PROBLEM TO SOLVE
For the data below, report how many lines include the word "point", and write nothing else.

Natural-language object grounding data:
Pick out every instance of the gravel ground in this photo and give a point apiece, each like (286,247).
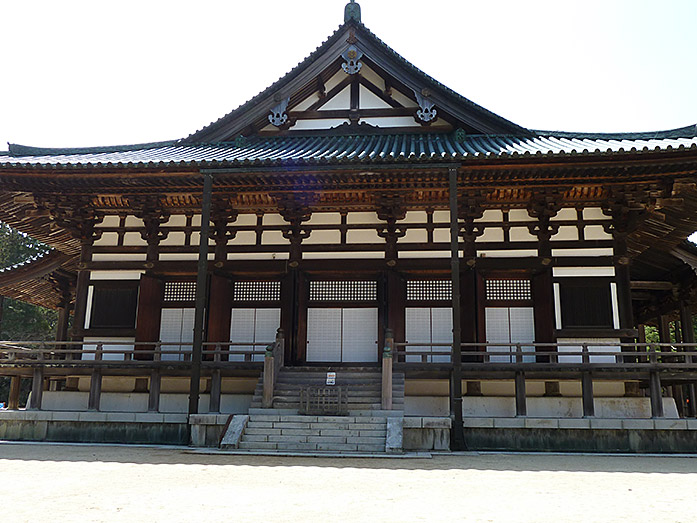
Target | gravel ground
(42,482)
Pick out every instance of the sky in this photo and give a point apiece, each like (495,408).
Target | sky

RESULT OF THIS EXERCISE
2